◆ **TASK DESCRIPTION**:
Where the data below shows a picture, leave that picture out and copy the rest exactly.

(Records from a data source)
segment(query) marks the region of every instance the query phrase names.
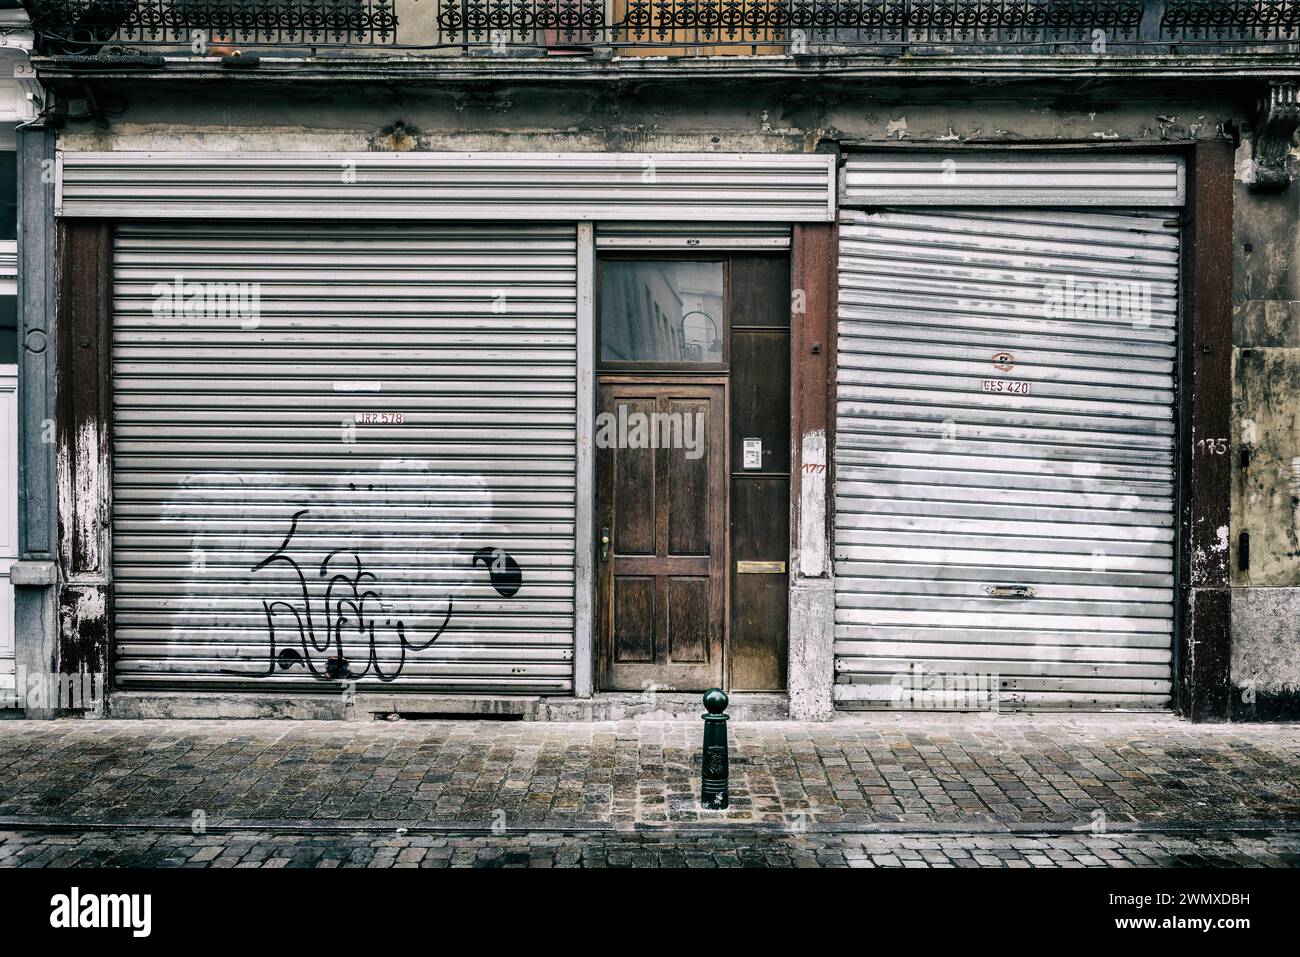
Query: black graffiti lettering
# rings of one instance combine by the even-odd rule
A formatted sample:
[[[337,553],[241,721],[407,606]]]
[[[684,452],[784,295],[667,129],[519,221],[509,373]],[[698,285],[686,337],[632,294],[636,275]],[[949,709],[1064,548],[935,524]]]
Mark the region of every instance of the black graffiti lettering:
[[[307,576],[303,574],[302,567],[297,560],[289,554],[289,546],[298,531],[298,524],[309,511],[309,509],[301,509],[295,512],[289,522],[289,531],[284,536],[284,541],[270,555],[252,568],[254,572],[273,564],[291,568],[298,579],[298,587],[302,595],[301,607],[293,602],[278,598],[273,601],[264,600],[262,602],[262,608],[266,612],[268,664],[266,671],[260,677],[273,675],[277,668],[280,671],[289,671],[298,665],[303,665],[307,671],[322,681],[356,680],[372,673],[380,681],[392,681],[402,673],[402,669],[406,666],[406,653],[408,650],[419,652],[428,649],[447,630],[447,625],[451,622],[451,596],[446,596],[447,611],[443,615],[442,623],[423,640],[407,638],[406,623],[404,621],[394,621],[390,618],[384,619],[384,628],[396,635],[399,649],[396,667],[391,672],[386,673],[380,666],[380,642],[379,637],[376,636],[375,619],[367,613],[366,607],[371,601],[379,602],[381,600],[379,592],[375,590],[379,586],[379,579],[374,573],[366,571],[360,555],[347,549],[338,548],[326,555],[320,563],[318,577],[328,578],[328,581],[325,586],[323,630],[318,638],[316,616],[312,611],[311,590],[307,586]],[[331,569],[331,563],[334,563],[336,559],[339,564],[343,565],[343,570],[333,571]],[[351,559],[350,564],[348,559]],[[518,566],[515,566],[515,574],[518,576]],[[515,589],[517,590],[518,587],[518,584],[516,584]],[[283,648],[277,652],[277,616],[292,619],[292,628],[296,630],[296,641],[290,643],[296,644],[296,648]],[[349,636],[355,634],[360,642],[367,647],[366,665],[359,672],[353,670],[351,662],[343,653],[345,634]],[[381,630],[379,635],[382,636],[383,634],[384,631]],[[325,657],[323,671],[317,668],[316,664],[317,659],[321,656]],[[234,674],[238,672],[226,673]]]

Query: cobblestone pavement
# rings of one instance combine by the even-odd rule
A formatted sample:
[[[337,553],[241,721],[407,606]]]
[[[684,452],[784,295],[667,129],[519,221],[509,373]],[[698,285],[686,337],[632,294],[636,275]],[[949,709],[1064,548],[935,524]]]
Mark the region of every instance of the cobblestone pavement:
[[[0,831],[0,867],[1295,867],[1298,833],[1113,836]]]
[[[33,817],[188,825],[201,812],[250,826],[1300,829],[1300,725],[733,723],[726,812],[698,806],[700,736],[698,721],[0,721],[0,827]]]

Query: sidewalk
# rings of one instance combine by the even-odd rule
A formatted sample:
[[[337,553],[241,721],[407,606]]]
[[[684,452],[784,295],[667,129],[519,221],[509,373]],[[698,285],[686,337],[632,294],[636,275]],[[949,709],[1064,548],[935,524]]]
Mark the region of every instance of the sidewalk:
[[[83,824],[506,834],[1300,831],[1300,725],[1168,716],[701,722],[0,722],[0,829]]]

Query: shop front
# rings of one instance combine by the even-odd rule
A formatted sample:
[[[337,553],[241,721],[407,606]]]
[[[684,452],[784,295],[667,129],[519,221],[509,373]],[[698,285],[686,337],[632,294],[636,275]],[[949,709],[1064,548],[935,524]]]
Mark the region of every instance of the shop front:
[[[834,158],[649,160],[61,153],[115,694],[784,692]]]
[[[1173,705],[1185,151],[57,169],[121,701]]]

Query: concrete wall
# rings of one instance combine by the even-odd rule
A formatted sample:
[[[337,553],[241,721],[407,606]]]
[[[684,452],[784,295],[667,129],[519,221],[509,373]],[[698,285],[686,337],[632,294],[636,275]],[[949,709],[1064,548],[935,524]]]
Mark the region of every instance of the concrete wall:
[[[234,85],[236,82],[242,85]],[[1254,122],[1258,86],[1149,81],[891,88],[754,81],[365,88],[100,83],[122,112],[63,149],[802,152],[883,142],[1186,145]],[[1250,158],[1243,140],[1243,171]],[[1244,175],[1244,173],[1243,173]],[[1300,186],[1236,185],[1232,679],[1241,719],[1300,715]],[[1250,450],[1242,465],[1241,451]],[[825,601],[814,602],[825,608]],[[798,618],[798,605],[792,613]],[[792,645],[796,642],[792,637]]]
[[[734,82],[734,81],[733,81]],[[1073,140],[1170,143],[1221,135],[1253,111],[1240,95],[1149,81],[1083,97],[1048,83],[983,93],[842,81],[755,80],[703,89],[647,82],[533,87],[310,87],[192,81],[107,84],[106,129],[69,123],[66,149],[422,149],[800,152],[844,142]],[[397,124],[401,124],[398,126]]]
[[[1239,169],[1249,156],[1243,147]],[[1300,715],[1300,185],[1239,183],[1233,289],[1234,714]],[[1248,547],[1243,547],[1243,533]]]

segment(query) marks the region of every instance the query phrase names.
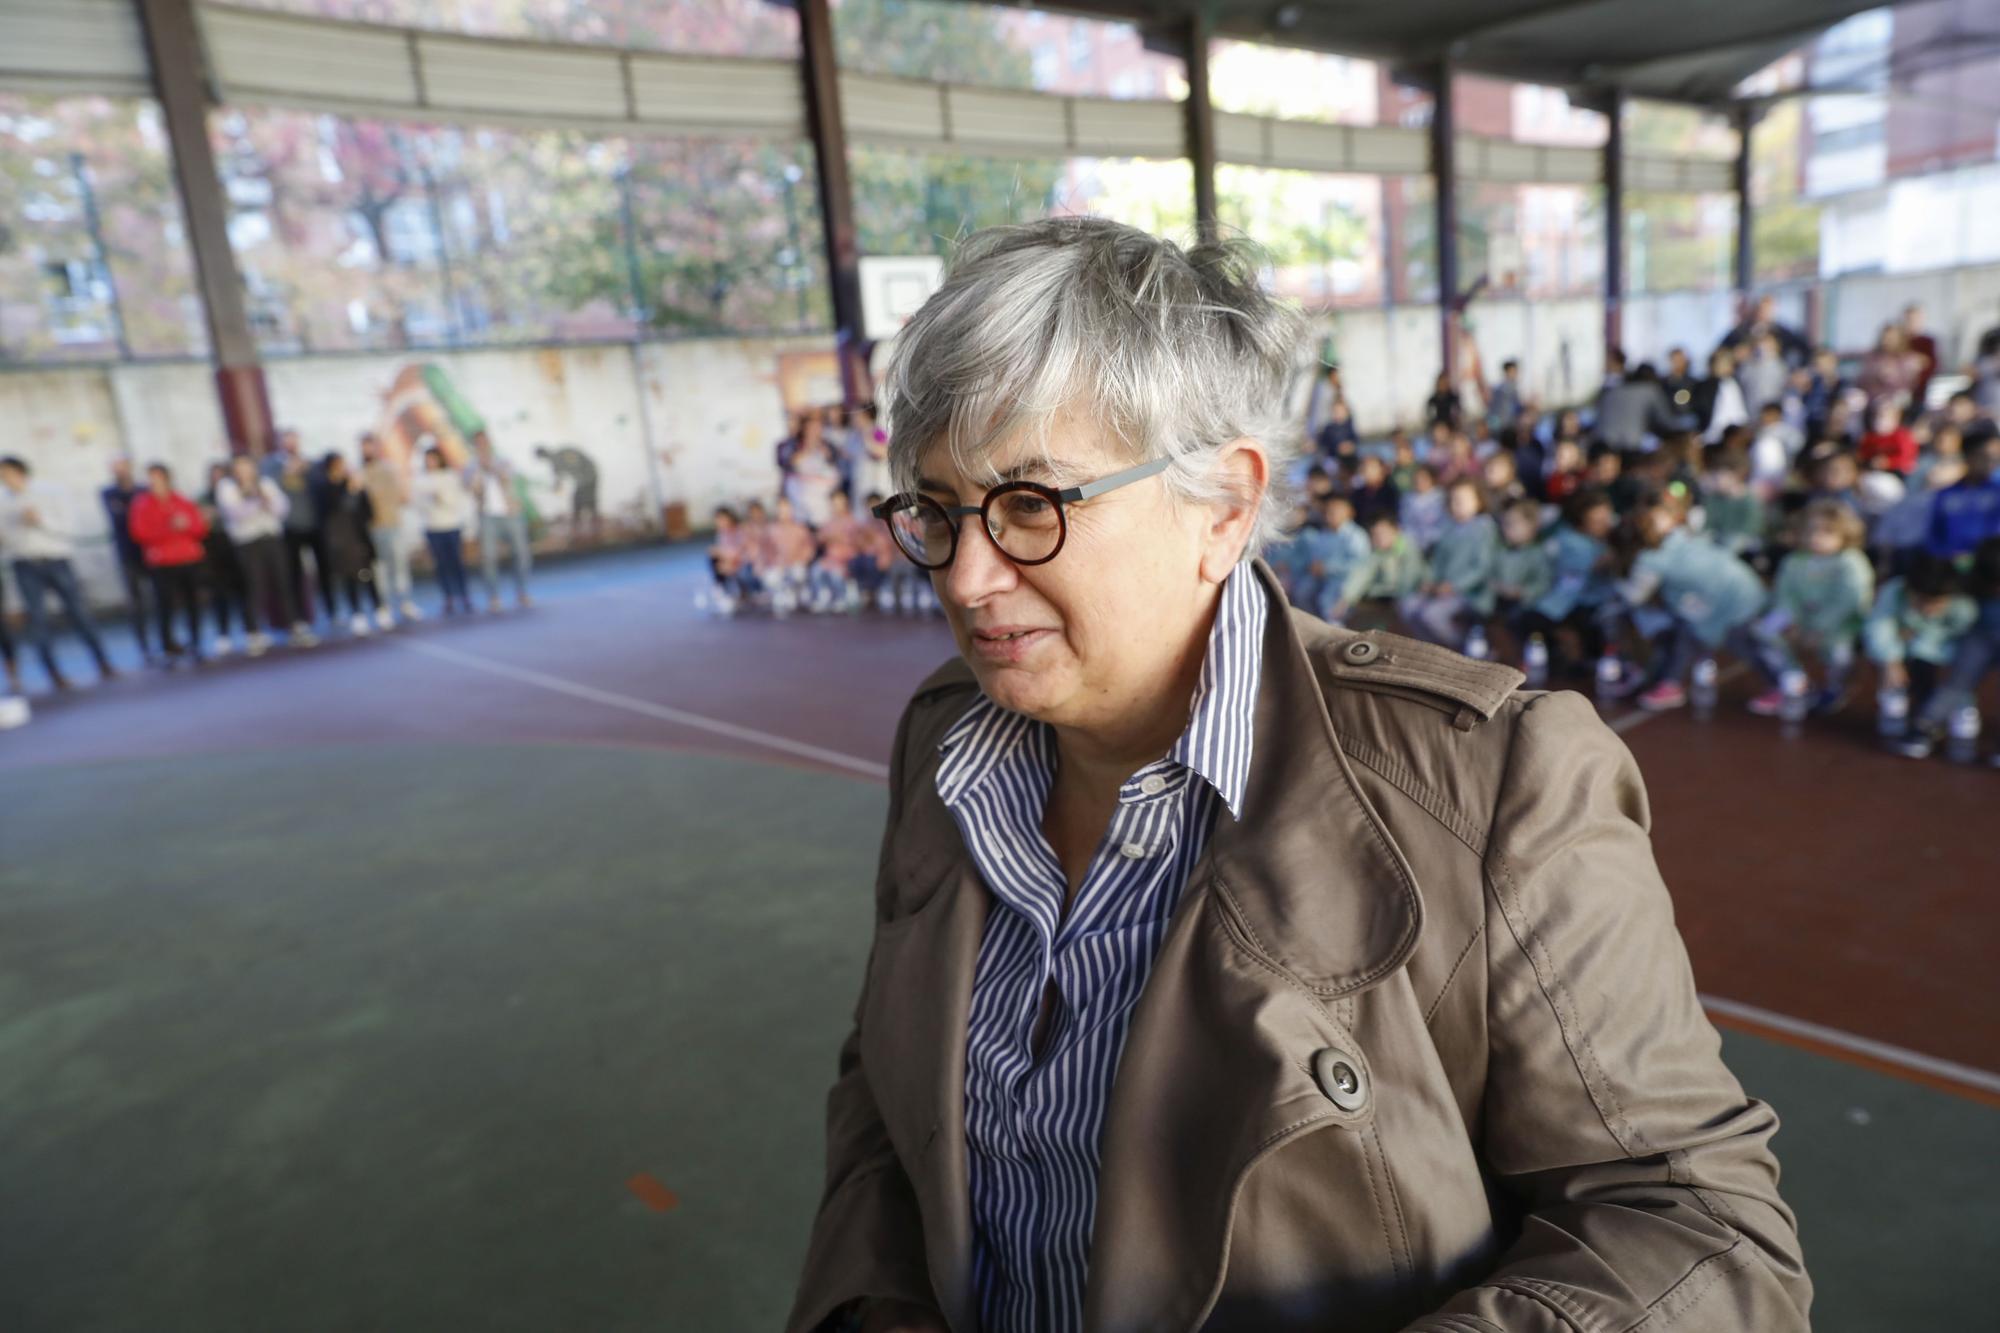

◆ **SOLUTION TO THIS PROBLEM**:
segment(query) marks the region of every instance the query phrase names.
Query: black graffiti lettering
# rings of one instance combine by the even-odd rule
A formatted sample:
[[[337,553],[241,721],[407,606]]]
[[[684,452],[784,295],[667,129],[519,221],[509,373]],[[698,285],[686,337],[632,294],[636,275]],[[949,709],[1064,548],[935,524]]]
Mark the region of every instance of the black graffiti lettering:
[[[307,576],[303,574],[302,567],[297,560],[289,554],[289,546],[298,531],[298,524],[309,511],[309,509],[301,509],[295,512],[289,522],[289,531],[284,536],[284,541],[270,555],[252,568],[254,572],[273,564],[291,568],[298,579],[298,587],[302,595],[301,607],[293,602],[278,598],[273,601],[264,600],[262,602],[262,608],[266,612],[268,664],[266,671],[260,677],[273,675],[277,668],[280,671],[289,671],[298,665],[303,665],[307,671],[322,681],[356,680],[372,673],[380,681],[392,681],[402,673],[402,669],[406,666],[406,653],[408,650],[419,652],[428,649],[447,630],[447,625],[451,622],[451,596],[446,596],[447,611],[443,615],[442,623],[423,640],[407,638],[406,623],[404,621],[394,621],[390,618],[384,619],[384,628],[396,635],[399,649],[396,667],[391,672],[386,673],[380,666],[380,642],[379,637],[376,636],[375,619],[367,613],[366,607],[371,601],[379,602],[381,600],[379,592],[375,590],[379,586],[379,579],[374,573],[366,571],[360,555],[347,549],[338,548],[326,555],[320,563],[318,577],[328,578],[328,581],[325,586],[323,630],[318,638],[316,616],[312,611],[311,590],[307,586]],[[331,569],[331,563],[334,563],[336,559],[339,564],[343,565],[343,570],[333,571]],[[351,559],[350,564],[348,559]],[[518,566],[515,566],[515,574],[518,576]],[[515,589],[517,590],[518,587],[518,584],[516,584]],[[283,648],[277,652],[277,616],[292,619],[292,628],[296,630],[296,641],[290,643],[296,644],[296,648]],[[349,636],[355,634],[360,642],[367,647],[366,665],[359,672],[353,670],[351,662],[343,653],[345,634]],[[381,630],[379,635],[382,636],[383,634],[384,631]],[[325,657],[323,671],[317,668],[316,664],[317,659],[321,656]],[[234,674],[238,672],[226,673]]]

Query: cobblestone pavement
# rings of one instance combine by the even-odd rule
A formatted sample:
[[[337,553],[241,721],[407,606]]]
[[[684,452],[784,295],[667,129],[519,221],[509,373]],[[698,285],[686,337],[632,294],[636,275]],[[949,709],[1064,548],[935,524]]]
Mark the region of every instance of the cobblestone pavement:
[[[0,831],[0,867],[1295,867],[1298,833],[1113,836]]]
[[[33,817],[188,825],[201,812],[250,826],[1300,829],[1300,725],[733,723],[726,812],[698,806],[700,736],[698,721],[0,721],[0,827]]]

Query: sidewalk
# rings of one instance combine by the even-odd rule
A formatted sample:
[[[337,553],[241,721],[407,606]]]
[[[684,452],[784,295],[667,129],[519,221],[509,373]],[[698,285],[686,337],[632,294],[636,275]],[[949,709],[1064,548],[935,524]]]
Mark the region of every instance of the sidewalk:
[[[83,824],[506,834],[1300,831],[1300,725],[1168,716],[701,722],[0,722],[0,829]]]

Query: shop front
# rings of one instance combine by the even-odd rule
A formatted sample:
[[[337,553],[241,721],[407,606]]]
[[[684,452],[784,295],[667,129],[519,221],[509,373]],[[698,285],[686,337],[632,294],[636,275]],[[949,709],[1064,548],[935,524]]]
Mark the region of every instance of the shop front:
[[[834,158],[649,160],[61,153],[115,694],[784,692]]]
[[[1173,705],[1185,151],[57,169],[121,701]]]

Query: concrete wall
# rings of one instance combine by the even-odd rule
A formatted sample:
[[[337,553],[241,721],[407,606]]]
[[[684,452],[784,295],[667,129],[519,221],[509,373]],[[698,285],[686,337],[632,294],[636,275]],[[949,709],[1064,548],[935,524]]]
Mark the region of every instance of the concrete wall:
[[[234,85],[236,82],[242,85]],[[1254,122],[1258,86],[1149,81],[891,88],[754,81],[365,88],[100,83],[122,112],[63,149],[802,152],[883,142],[1186,145]],[[1250,158],[1243,140],[1243,171]],[[1244,175],[1244,173],[1243,173]],[[1300,186],[1236,185],[1232,679],[1241,719],[1300,715]],[[1250,450],[1242,465],[1241,451]],[[825,601],[814,602],[825,608]],[[798,618],[798,605],[792,613]],[[792,645],[796,642],[792,637]]]
[[[734,82],[734,81],[733,81]],[[1073,140],[1170,143],[1221,135],[1253,111],[1240,95],[1149,81],[1083,97],[1048,83],[983,93],[842,81],[755,80],[703,89],[647,82],[533,87],[310,87],[192,81],[107,84],[106,129],[69,123],[66,149],[422,149],[800,152],[844,142]],[[397,124],[401,124],[398,126]]]
[[[1239,169],[1249,156],[1243,147]],[[1300,715],[1300,185],[1239,183],[1233,289],[1234,714]],[[1248,547],[1243,547],[1243,533]]]

segment(query) marks the region of every instance the query phrase names.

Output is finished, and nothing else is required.